***** EXCERTO DO DOCUMENTO

HI: Quando Obama ganhou em 2008 construiu-se uma narrativa que quase assinalava o fim das pretensões hegemónicas e belicistas dos Estados Unidos, a ponto de que no ano 2009 deram-lhe o Nobel da Paz. Que balanço faria destes oito anos de gestão Obama? Modificaram-se em algo seus objectivos e sua estratégia em relação à gestão Bush?

JB:
Em relação à América Latina, a gestão de Obama começou com o golpe de estado nas Honduras e continuou com uma ofensiva geral tendente à recolonização da região. A seguir aos recuos imperiais, da perda de influência que caracterizou a presidência Bush (recordemos o fracasso do ALCA), a presidência Obama lançou uma vasta operação de conquista que se desdobrou de maneira complexa, flexível mas sistemática.

A nível global a estratégia belicista de Bush foi enriquecida com um vasto leque de intervenções imperialistas como o golpe de estado na Ucrânia, a destruição da Líbia e a guerra contra a Síria, incluída a criação e colocação em andamento do chamado "Estado Islâmico". Tudo isso num contexto de decadência económica, social e institucional dos Estados Unidos que se havia iniciado muito antes mas que se foi agravando durante a era Obama.

HI: Tudo indica que os EUA rumam para uma escolha entre Trump e Clinton. Para além da pirotecnia e das declarações altissonantes será de esperar alguma diferença entre ambos os candidatos em relação à estratégia dos Estados Unidos para com o mundo?

A LUMPEN-BURGUESIA

JB:
Em primeiro lugar considero que acima dos candidatos existe o que se costuma chamar "política de Estado", ou seja, as estratégia e decisões do poder real que no caso dos Estados Unidos é constituído por uma cúpula reduzida que articula, ou tentar articular, uma rede parasitária de interesses financeiros e militares que operam como uma massa instável de camarilhas mafiosas. É o que defino como lumpen-burguesia [1] imperial ou, conforme definiu Isa Conde: lumpen-imperialismo.

**********
***** REGISTOS DE DADOS

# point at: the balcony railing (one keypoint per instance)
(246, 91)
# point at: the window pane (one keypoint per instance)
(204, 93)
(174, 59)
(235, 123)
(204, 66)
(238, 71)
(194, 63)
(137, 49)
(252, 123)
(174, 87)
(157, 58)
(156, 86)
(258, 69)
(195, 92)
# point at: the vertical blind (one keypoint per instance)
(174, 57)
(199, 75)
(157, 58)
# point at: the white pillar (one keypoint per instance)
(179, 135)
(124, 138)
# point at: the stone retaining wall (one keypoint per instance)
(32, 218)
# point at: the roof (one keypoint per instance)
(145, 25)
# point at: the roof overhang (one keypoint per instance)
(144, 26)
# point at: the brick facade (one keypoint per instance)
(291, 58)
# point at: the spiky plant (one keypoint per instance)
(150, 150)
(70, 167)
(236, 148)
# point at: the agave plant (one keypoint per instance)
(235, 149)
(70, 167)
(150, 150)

**********
***** REGISTOS DE DADOS

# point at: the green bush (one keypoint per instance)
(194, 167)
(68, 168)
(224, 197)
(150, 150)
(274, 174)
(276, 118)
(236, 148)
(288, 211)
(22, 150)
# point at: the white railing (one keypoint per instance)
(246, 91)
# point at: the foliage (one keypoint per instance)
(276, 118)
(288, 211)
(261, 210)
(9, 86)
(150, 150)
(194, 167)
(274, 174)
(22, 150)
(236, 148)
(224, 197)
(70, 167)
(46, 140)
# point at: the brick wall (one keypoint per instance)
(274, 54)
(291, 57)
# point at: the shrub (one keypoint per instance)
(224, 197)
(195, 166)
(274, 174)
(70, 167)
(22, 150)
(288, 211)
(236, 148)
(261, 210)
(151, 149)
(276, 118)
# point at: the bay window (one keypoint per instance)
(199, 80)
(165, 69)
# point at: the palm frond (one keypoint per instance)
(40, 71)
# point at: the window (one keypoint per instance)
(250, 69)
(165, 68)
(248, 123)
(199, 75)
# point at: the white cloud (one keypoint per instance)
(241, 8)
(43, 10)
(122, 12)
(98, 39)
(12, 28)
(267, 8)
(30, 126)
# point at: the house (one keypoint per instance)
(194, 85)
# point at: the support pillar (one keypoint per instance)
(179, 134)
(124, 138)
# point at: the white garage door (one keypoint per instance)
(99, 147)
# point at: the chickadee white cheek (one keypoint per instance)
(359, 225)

**********
***** REGISTOS DE DADOS

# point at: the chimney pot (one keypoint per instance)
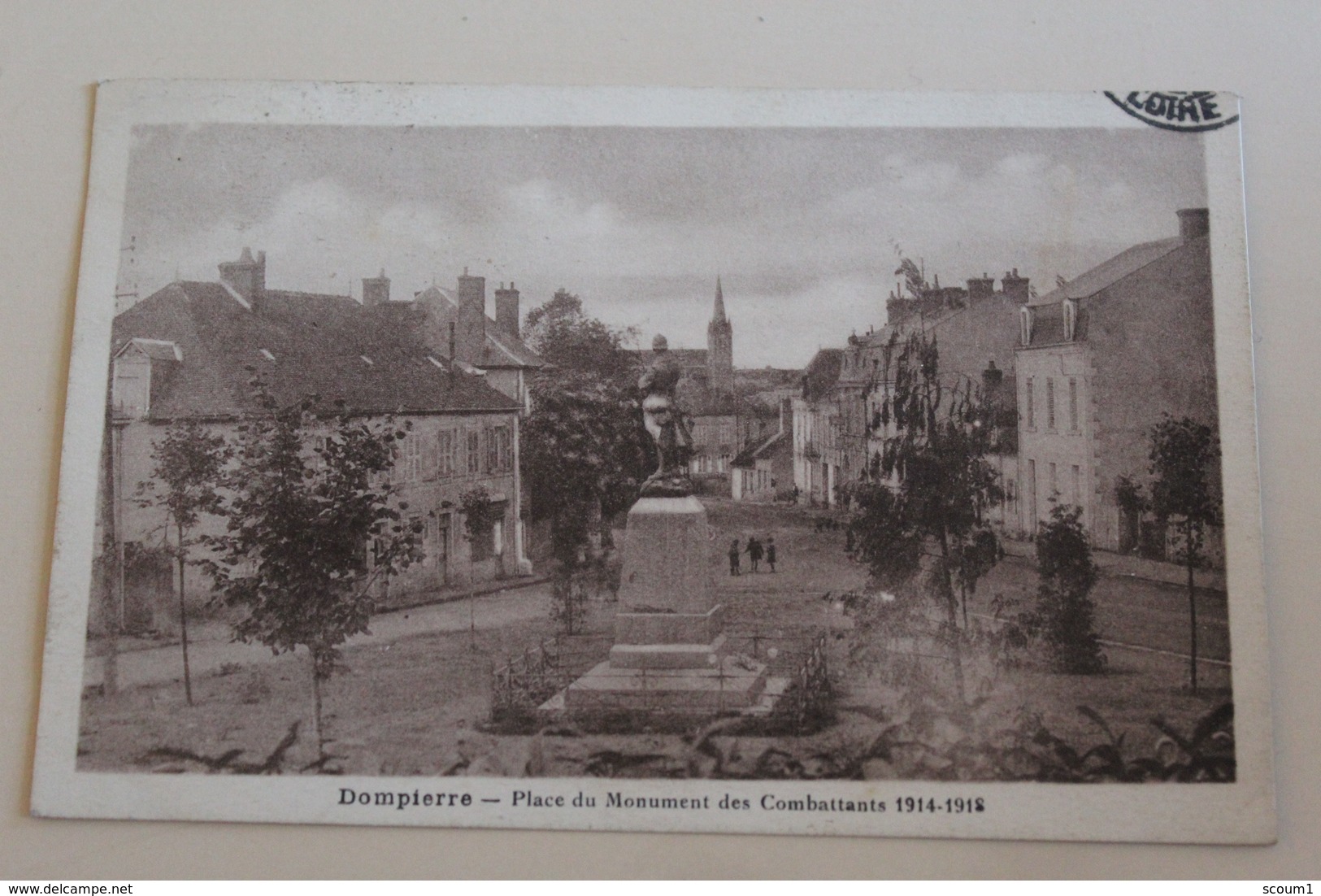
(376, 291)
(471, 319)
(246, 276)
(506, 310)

**********

RESULTADO ESPERADO:
De acordo com o excerto do documento, com que acontecimento começou a gestão de Obama em relação à América Latina?

SOLUÇÃO:
Com o golpe de estado nas Honduras.